● **Tus instrucciones**
Escribe la continuación de la reseña de la película Biutiful que figura más abajo, empezando justo después de su última oración.

● **Fragmento para revisión**
● ● ● ●

Biutiful, manera en que el protagonista dice a su hija se escribe la palabra “beautiful” en inglés, es lo único hermoso que nos encontramos en la última película de Alejandro González Iñárritu. Separado de Guillermo Arriaga tras “Amores perros”, “21 gramos” o “Babel”, su estructura fragmentada e interrelacionada deja paso a una trama lineal, donde la única salvedad llega de la mano tendida entre principio y fin, momentos donde el frío que transmite habla por si solo, tanto como la impactante extracción de sangre. La película es un directo a la mandíbula de la sociedad, a esas calles por las que no queremos transitar ni siquiera mirar: globalización, integración, solidaridad, supervivencia...

Un hombre del Raval barcelonés, al que le diagnostican un cáncer terminal, deberá dejar atado el futuro de su familia antes de morir. En ese camino, cada intento deparará una frustración en las expectativas, como la estufa redentora tornada en verduga. Esta especie de “Mi vida sin mi” fusionada con “El mal ajeno” tiene el rostro inapelable de Javier Bardem, premiado por su trabajo en Cannes. Su elección no podía haber sido otra. Su compañera de reparto, Maricel Alvarez, está inmensa. Desborda credibilidad interpretando un personaje errático, con momentos de brillantez y otros de locura. El protagonista y su hijo comparten incontinencia urinaria. Un plano: la lluvia cae por el ángulo de un pantalón tendido. Iconografía que va más allá, a la religiosidad de la culpabilidad y la redención.

● ● ● ●

● **Extractos de datos**
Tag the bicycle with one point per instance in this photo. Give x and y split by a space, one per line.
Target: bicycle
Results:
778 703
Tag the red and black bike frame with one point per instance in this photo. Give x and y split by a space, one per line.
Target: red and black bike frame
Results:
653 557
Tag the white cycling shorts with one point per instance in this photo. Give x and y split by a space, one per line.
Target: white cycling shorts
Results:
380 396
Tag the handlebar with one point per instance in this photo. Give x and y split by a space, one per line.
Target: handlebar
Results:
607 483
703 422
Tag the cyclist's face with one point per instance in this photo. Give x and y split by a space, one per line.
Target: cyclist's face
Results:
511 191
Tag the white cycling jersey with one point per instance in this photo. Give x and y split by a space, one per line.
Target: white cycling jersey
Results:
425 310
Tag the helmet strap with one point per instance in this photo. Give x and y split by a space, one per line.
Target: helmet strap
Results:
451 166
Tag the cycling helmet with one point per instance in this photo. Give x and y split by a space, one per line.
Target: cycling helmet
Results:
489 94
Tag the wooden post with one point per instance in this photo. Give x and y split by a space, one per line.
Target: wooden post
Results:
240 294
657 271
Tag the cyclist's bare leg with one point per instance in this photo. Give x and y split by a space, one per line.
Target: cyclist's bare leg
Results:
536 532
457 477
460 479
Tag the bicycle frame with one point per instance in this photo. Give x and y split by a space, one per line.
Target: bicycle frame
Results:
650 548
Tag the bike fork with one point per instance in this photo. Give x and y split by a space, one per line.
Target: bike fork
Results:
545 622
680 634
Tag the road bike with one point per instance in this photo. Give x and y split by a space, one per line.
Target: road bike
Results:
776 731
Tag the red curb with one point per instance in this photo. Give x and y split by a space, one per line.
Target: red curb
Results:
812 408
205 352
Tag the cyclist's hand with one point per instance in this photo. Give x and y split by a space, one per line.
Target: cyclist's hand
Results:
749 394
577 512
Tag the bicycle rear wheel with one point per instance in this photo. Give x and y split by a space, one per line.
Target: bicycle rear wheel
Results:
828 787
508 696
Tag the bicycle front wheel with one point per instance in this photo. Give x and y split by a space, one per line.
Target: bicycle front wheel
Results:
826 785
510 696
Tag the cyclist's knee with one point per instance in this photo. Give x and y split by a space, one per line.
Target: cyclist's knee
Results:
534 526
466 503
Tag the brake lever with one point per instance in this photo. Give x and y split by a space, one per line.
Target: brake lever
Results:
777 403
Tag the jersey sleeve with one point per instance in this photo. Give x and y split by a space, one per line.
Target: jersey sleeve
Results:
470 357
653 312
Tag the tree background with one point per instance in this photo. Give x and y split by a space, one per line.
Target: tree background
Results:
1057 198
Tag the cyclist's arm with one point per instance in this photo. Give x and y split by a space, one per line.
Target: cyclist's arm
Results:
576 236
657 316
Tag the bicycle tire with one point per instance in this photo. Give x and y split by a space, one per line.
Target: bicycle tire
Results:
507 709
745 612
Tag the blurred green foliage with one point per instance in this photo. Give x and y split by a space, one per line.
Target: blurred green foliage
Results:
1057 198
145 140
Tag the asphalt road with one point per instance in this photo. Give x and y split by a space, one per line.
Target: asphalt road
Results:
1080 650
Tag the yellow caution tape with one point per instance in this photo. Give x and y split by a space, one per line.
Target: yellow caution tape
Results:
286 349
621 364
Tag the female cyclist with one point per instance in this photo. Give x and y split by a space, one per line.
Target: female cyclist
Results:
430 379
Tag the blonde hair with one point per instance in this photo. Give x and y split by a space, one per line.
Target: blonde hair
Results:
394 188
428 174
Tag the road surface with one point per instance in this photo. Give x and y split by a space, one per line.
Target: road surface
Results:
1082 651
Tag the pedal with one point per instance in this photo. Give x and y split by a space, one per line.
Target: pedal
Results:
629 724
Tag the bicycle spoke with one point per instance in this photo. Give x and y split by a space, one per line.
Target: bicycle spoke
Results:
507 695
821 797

● ● ● ●

● **Espacio de respuesta**
Cuando intercambiemos con los chinos nuestro jamón por su arroz, no será porque no estábamos advertidos. Sobra metraje, como algunos planos de transición reiterativos y algunas subtramas omitibles -o chinos o subsaharianos hubiesen valido-: la dureza emocional no conviene prolongarla. Aún así, no todo está perdido: un soplo de esperanza optimista llega con la madre adoptiva que no se marcha.